Document segment:
----

READ ALSO: Reader question: Can I still get the flu vaccine in Italy? 

But, while being extremely useful stores, Italian farmacie (pronunciation available here) are also peculiar places and their set of unwritten rules and solidified traditions may well throw off newcomers.. 

So here are five tips that might help you complete your first expeditions to your local pharmacy without making a fool of yourself.

1 – Decipher your doctor’s scribbles before your trip

Much like some of their foreign colleagues, Italian GPs have a penchant for writing prescriptions that no one else is actually able to read. 

We might never find out why doctors seem so intent on making ancient hieroglyphs fashionable again, but their calligraphic efforts will surely get in the way of you trying to buy whatever medicine you need to survive. 

To avoid hiccups, make sure you know exactly what you need to get. If in doubt, reach out to your GP to confirm.

Don’t rely on pharmacists being able to figure out your doctor’s handwriting because they often have no clue either.

READ ALSO: EXPLAINED: How to make a doctor’s appointment in Italy 

Pharmacy in Codogno, near Milan

In most small towns and rural areas local pharmacies have very ‘thin’ opening hours. Photo by Miguel MEDINA / AFP

2 – Double-check the pharmacy’s opening times

If you’re from the UK or the US, you might be used to pharmacies being open from 8am to 10pm on weekdays and having slightly reduced opening times over the weekend. 

You can forget about that in Italy. In big cities, most pharmacies will shut no later than 8pm on weekdays and will be closed on either Saturdays or Sundays.

READ ALSO: Coughs, colds and flu: What to say and do if you fall sick in Italy 

As for small towns or villages, opening times will have a nice Middle Ages vibe to them, with local stores remaining shut on weekends and keeping their doors open from 9am to 12.30pm and then from 3.30pm to 7.30pm on weekdays.

----

Data shown:
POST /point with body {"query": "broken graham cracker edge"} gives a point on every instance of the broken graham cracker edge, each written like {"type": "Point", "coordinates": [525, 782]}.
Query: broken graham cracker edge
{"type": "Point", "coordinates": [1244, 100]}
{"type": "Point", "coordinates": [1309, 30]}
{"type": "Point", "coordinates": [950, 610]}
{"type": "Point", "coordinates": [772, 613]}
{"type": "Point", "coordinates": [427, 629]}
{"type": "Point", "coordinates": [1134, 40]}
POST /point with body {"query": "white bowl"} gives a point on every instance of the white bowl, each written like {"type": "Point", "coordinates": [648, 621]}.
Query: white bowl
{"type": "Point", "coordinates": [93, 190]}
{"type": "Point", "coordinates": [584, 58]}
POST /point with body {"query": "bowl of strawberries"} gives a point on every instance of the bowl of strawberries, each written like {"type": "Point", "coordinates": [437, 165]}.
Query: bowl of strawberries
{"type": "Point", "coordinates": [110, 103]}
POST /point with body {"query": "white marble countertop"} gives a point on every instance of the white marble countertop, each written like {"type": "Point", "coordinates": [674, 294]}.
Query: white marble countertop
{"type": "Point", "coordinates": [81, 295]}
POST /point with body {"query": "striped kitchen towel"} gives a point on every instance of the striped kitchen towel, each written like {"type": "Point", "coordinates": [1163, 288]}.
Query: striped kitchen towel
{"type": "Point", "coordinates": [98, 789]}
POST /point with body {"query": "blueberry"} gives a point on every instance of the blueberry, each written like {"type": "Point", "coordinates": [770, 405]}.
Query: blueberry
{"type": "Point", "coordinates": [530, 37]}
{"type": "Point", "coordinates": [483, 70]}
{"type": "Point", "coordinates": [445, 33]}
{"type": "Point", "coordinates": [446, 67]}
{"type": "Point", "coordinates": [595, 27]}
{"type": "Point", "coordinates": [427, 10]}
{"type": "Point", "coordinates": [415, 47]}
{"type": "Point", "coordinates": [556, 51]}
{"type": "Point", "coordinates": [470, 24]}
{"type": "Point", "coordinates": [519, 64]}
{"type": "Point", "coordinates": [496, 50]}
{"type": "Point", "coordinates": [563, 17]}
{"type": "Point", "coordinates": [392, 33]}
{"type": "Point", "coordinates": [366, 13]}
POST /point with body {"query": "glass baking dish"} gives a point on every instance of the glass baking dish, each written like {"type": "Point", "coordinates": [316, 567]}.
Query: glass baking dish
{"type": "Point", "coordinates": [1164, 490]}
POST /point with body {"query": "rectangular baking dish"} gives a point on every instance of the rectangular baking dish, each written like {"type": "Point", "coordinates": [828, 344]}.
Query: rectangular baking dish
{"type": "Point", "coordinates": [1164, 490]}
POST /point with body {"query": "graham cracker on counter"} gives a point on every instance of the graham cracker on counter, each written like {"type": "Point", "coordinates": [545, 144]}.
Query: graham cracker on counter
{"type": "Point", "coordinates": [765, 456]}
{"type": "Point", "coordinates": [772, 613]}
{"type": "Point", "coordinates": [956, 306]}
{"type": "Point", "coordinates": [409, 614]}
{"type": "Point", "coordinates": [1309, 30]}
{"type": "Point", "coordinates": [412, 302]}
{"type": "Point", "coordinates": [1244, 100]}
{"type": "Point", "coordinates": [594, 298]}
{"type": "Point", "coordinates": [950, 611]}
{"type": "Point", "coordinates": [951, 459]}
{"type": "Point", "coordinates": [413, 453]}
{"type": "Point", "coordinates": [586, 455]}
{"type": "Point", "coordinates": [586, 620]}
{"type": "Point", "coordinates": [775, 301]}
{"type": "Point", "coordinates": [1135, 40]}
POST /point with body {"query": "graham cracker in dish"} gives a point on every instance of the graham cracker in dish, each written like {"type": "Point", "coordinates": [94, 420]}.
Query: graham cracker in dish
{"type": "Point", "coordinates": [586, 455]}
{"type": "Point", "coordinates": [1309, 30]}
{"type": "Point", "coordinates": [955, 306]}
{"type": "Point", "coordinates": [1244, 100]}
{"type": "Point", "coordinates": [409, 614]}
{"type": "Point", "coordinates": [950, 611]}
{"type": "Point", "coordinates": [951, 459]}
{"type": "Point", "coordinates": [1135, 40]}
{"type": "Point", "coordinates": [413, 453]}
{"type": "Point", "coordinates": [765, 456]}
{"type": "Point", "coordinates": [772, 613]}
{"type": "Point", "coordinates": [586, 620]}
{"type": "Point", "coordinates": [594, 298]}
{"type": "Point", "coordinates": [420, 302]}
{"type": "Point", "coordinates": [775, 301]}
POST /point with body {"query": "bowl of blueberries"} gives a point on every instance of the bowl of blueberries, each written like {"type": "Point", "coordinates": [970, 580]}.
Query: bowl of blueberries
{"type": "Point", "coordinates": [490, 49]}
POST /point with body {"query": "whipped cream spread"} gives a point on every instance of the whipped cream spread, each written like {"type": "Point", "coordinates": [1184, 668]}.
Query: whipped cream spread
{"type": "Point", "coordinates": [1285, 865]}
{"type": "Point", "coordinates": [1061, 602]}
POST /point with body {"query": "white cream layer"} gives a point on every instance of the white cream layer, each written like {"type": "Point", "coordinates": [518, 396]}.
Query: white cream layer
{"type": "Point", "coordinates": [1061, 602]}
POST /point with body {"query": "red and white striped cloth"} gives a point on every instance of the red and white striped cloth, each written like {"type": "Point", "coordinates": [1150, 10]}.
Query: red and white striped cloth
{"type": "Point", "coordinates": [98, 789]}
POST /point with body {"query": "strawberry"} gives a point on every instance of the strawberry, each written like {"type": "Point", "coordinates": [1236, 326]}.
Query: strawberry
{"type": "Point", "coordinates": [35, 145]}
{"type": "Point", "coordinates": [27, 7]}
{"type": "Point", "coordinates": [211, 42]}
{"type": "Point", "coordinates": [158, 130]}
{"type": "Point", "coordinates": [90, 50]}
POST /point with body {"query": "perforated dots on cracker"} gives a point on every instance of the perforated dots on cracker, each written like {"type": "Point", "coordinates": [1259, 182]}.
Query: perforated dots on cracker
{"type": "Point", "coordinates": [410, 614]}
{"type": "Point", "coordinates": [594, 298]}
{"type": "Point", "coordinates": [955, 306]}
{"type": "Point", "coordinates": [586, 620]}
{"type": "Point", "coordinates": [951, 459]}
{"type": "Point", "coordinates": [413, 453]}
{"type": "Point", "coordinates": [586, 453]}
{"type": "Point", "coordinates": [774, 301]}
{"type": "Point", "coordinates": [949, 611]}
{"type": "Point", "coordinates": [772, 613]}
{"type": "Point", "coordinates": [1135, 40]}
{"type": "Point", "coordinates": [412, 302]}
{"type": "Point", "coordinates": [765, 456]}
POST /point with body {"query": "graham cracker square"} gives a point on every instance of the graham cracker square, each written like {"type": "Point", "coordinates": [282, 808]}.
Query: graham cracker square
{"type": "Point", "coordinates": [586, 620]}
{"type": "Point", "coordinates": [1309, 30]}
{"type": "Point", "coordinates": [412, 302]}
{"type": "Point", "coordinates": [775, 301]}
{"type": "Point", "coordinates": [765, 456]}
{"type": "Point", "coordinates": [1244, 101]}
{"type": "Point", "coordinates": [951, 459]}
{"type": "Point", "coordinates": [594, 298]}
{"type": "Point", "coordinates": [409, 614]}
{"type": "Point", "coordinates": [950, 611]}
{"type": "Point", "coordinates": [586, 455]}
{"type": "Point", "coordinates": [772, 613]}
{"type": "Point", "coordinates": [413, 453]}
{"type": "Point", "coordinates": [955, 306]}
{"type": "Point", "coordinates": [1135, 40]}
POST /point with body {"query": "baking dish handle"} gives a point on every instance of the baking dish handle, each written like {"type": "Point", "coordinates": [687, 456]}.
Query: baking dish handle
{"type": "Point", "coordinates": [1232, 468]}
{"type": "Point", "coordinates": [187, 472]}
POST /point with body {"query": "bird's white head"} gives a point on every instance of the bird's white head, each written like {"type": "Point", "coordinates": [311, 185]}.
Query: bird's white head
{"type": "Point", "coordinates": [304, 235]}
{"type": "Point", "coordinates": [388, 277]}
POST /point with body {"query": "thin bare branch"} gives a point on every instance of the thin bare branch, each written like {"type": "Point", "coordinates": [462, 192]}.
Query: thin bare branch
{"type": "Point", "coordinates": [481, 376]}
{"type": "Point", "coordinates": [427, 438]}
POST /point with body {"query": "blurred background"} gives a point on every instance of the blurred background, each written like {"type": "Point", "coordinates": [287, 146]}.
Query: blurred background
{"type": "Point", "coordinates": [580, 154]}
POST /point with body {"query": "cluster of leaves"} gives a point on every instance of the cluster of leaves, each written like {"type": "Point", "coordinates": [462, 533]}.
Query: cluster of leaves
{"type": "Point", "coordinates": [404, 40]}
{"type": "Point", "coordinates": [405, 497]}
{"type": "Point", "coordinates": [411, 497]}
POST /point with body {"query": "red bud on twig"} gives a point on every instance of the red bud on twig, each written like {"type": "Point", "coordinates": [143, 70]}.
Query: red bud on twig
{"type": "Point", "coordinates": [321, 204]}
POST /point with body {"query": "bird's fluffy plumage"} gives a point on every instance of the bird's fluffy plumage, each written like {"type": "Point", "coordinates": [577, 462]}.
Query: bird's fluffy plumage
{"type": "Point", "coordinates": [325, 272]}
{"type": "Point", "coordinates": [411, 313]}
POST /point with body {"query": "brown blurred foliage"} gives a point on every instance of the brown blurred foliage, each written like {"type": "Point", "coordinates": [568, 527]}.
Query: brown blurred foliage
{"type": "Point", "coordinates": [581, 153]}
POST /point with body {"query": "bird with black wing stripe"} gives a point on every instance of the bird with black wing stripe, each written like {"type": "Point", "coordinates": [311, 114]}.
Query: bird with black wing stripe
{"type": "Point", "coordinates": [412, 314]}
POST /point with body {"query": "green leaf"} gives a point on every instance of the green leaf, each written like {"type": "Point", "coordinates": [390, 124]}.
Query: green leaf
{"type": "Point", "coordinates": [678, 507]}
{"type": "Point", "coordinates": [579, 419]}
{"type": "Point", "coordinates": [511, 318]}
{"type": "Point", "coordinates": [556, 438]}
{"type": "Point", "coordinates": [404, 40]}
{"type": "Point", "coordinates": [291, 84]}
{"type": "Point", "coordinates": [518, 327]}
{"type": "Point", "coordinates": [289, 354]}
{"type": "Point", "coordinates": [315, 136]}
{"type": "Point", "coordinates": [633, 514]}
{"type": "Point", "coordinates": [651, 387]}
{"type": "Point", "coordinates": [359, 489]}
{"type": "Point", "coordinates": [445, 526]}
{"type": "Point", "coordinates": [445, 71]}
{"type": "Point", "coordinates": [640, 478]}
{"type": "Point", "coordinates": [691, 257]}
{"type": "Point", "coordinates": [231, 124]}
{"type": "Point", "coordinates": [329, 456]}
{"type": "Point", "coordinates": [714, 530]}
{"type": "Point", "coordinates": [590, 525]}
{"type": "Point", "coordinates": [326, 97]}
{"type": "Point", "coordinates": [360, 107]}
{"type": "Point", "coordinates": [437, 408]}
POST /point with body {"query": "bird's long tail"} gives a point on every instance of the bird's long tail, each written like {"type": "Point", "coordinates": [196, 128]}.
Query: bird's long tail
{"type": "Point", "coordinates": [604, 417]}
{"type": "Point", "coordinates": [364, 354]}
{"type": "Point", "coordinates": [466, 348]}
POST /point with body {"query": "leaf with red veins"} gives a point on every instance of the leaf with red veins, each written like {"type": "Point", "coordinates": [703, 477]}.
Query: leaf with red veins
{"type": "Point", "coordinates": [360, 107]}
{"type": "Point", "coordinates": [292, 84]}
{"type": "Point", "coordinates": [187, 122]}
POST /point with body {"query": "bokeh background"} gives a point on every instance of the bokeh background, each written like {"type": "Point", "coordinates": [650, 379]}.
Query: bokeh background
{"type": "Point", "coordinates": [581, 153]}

----

What you will do: According to the text about Italian pharmacies, by what time do most pharmacies in big cities close on weekdays?

Response: No later than 8pm.